▶ [The task]: Output, word for word, every line from the line with "Target: man's neck" through the final line of the data below.

▶ [Given records]:
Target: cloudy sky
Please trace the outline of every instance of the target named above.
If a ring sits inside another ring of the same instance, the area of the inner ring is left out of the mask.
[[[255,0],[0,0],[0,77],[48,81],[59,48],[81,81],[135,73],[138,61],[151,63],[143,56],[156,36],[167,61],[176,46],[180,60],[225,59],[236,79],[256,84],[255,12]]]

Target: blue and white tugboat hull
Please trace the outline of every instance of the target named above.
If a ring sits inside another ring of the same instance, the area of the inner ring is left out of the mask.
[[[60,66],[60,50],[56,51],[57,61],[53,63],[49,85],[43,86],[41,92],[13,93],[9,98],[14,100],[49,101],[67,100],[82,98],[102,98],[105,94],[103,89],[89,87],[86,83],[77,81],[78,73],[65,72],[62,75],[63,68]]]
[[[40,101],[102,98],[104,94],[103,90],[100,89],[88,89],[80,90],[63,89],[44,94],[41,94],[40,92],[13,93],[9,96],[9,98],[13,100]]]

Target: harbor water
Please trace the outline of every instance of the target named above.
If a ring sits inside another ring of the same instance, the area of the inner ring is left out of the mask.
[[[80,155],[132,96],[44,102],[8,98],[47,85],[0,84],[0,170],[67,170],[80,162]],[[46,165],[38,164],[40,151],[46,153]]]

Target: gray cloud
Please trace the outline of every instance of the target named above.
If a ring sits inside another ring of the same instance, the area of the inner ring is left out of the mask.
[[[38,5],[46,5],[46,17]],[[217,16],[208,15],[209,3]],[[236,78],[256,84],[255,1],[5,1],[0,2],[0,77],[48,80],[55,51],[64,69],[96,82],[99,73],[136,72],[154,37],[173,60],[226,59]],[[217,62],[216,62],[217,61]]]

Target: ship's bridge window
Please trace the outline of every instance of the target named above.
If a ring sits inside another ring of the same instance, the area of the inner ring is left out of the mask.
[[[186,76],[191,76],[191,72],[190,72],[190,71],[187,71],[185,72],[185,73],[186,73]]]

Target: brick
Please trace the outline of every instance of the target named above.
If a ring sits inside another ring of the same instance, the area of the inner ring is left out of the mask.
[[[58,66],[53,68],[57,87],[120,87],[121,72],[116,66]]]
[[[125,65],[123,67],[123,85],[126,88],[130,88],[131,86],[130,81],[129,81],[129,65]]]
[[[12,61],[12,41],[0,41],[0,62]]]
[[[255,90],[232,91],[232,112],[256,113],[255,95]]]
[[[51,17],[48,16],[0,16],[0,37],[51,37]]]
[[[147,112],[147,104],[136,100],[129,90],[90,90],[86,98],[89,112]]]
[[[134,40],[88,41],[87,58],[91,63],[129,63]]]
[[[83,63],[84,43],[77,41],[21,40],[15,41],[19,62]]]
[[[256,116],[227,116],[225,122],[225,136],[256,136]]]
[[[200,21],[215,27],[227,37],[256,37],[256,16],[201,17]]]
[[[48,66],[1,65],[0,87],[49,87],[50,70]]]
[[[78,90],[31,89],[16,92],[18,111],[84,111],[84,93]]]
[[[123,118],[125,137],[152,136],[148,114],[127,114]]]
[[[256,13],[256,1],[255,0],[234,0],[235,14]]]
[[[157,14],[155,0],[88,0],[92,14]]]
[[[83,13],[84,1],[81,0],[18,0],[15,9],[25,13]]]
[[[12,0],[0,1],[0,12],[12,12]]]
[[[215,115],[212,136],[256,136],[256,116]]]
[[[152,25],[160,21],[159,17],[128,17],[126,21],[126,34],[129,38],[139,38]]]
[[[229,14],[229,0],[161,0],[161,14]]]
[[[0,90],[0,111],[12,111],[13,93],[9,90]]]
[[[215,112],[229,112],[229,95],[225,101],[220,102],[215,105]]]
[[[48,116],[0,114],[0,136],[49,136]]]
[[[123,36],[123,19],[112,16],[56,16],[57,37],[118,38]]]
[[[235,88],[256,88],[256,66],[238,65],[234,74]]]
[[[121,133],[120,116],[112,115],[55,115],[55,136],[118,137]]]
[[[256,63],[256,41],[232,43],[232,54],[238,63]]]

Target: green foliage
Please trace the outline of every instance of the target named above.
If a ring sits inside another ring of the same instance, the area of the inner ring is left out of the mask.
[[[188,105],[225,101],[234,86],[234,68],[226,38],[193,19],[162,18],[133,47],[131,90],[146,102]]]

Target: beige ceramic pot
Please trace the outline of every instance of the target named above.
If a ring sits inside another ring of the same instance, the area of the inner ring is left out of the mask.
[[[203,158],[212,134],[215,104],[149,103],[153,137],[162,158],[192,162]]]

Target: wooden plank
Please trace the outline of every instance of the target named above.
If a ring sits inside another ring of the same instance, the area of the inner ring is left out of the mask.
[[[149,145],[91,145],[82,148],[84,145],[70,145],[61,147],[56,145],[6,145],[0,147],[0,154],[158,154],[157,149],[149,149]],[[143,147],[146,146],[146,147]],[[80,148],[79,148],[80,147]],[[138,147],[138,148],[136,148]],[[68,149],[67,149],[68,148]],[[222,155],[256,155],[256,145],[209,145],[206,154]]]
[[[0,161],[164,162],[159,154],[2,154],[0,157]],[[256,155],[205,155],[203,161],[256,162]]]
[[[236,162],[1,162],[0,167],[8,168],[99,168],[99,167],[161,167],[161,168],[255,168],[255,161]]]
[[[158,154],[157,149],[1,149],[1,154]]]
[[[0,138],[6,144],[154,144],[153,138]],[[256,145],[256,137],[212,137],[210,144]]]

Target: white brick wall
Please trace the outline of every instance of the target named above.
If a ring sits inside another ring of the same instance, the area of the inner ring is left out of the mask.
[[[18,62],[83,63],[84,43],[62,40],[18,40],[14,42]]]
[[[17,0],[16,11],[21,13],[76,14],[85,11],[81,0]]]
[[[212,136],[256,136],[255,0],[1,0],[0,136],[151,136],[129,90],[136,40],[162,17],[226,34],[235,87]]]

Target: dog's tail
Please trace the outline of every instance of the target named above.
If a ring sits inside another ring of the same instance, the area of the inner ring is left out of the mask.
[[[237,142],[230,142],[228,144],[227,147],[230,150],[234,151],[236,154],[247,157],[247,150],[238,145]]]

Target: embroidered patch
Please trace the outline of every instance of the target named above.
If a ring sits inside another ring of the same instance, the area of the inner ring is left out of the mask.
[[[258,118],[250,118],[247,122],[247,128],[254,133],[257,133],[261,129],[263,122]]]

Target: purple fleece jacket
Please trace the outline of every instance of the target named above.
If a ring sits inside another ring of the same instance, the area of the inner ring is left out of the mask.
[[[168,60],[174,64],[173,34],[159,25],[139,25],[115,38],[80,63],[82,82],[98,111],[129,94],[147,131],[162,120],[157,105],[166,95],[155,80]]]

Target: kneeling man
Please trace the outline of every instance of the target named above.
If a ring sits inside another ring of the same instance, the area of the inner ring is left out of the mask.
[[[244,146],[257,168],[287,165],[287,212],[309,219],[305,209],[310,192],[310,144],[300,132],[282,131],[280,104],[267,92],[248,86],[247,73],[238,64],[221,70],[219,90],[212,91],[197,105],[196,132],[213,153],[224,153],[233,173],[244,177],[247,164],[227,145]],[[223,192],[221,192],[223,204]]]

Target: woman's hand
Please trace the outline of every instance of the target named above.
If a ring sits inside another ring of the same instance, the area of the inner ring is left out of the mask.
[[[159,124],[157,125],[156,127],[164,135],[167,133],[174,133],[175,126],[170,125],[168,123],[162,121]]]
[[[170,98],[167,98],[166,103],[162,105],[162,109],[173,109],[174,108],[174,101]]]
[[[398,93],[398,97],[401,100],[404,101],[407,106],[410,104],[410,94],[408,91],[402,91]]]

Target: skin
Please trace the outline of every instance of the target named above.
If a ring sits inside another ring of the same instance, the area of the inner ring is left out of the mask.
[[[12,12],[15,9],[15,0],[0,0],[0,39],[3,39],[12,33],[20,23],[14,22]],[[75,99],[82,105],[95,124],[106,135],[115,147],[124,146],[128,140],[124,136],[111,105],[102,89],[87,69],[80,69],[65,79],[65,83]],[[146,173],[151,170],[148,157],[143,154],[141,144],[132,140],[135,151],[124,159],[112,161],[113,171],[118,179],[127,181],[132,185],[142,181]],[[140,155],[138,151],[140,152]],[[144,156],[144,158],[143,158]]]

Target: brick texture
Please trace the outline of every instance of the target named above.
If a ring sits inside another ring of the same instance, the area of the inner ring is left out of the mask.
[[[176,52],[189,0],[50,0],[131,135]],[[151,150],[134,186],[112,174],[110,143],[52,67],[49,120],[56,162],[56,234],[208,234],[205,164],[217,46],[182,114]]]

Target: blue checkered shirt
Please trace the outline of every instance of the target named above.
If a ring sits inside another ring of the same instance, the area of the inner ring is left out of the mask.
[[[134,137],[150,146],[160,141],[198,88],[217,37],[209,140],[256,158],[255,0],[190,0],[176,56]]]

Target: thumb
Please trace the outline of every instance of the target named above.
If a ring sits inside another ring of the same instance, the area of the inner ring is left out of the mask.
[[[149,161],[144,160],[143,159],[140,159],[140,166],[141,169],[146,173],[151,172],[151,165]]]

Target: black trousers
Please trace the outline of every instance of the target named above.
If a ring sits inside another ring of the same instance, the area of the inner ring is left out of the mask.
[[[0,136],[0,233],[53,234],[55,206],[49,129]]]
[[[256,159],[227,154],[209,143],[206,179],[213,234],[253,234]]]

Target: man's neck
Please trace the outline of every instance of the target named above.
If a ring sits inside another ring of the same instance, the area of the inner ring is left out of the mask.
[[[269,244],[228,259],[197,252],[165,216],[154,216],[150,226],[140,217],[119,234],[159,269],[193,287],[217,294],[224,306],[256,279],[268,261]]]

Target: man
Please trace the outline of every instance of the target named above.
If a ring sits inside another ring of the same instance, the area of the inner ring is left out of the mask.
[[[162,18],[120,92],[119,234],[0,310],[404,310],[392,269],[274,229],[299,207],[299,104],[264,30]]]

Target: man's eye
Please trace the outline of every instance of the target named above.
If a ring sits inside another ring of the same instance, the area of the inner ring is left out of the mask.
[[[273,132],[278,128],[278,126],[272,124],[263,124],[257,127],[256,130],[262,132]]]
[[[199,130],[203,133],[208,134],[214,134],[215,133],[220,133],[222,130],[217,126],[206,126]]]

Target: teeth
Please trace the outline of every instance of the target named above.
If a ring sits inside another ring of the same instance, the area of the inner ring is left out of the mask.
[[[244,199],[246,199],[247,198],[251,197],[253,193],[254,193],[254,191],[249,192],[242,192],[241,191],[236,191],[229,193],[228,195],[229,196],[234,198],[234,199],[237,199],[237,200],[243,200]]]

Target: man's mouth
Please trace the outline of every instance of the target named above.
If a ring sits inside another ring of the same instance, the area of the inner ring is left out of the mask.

▶ [Answer to this problem]:
Target: man's neck
Please trace the outline of every instance of the target named above.
If a ring sits inside another ring of the same instance, the area of the inner ring is left out of the mask.
[[[269,244],[228,259],[197,252],[165,216],[154,216],[150,226],[140,217],[119,234],[159,269],[193,287],[217,294],[224,306],[256,279],[268,261]]]

Target: man
Please trace the outline of every instance of the target named above.
If a ring sits inside another ring of the same instance, the area of the inner ring is left out of the mask.
[[[162,18],[120,92],[119,234],[0,310],[404,310],[392,269],[274,229],[299,207],[299,104],[264,30]]]

Target: man's eye
Please trace the outline of every instance of the target named above.
If a ring sits inside another ring of the same instance, the area of the inner ring is left out of the mask.
[[[273,132],[278,128],[278,126],[272,124],[263,124],[257,127],[256,130],[262,132]]]
[[[199,130],[203,133],[208,134],[214,134],[215,133],[220,133],[222,130],[217,126],[206,126]]]

Target: teeth
Please trace the outline of every instance of the target named above.
If a ring sits inside another ring of the same instance, the area of the inner ring is left out of the mask.
[[[244,199],[246,199],[247,198],[251,197],[253,193],[254,193],[254,191],[249,192],[242,192],[241,191],[236,191],[229,193],[228,195],[229,196],[234,198],[234,199],[237,199],[237,200],[243,200]]]

Target: man's mouth
Please trace the outline of every instance of the target named above.
If a ring sits inside another ring of the same instance, the area of the inner ring is left out of the mask.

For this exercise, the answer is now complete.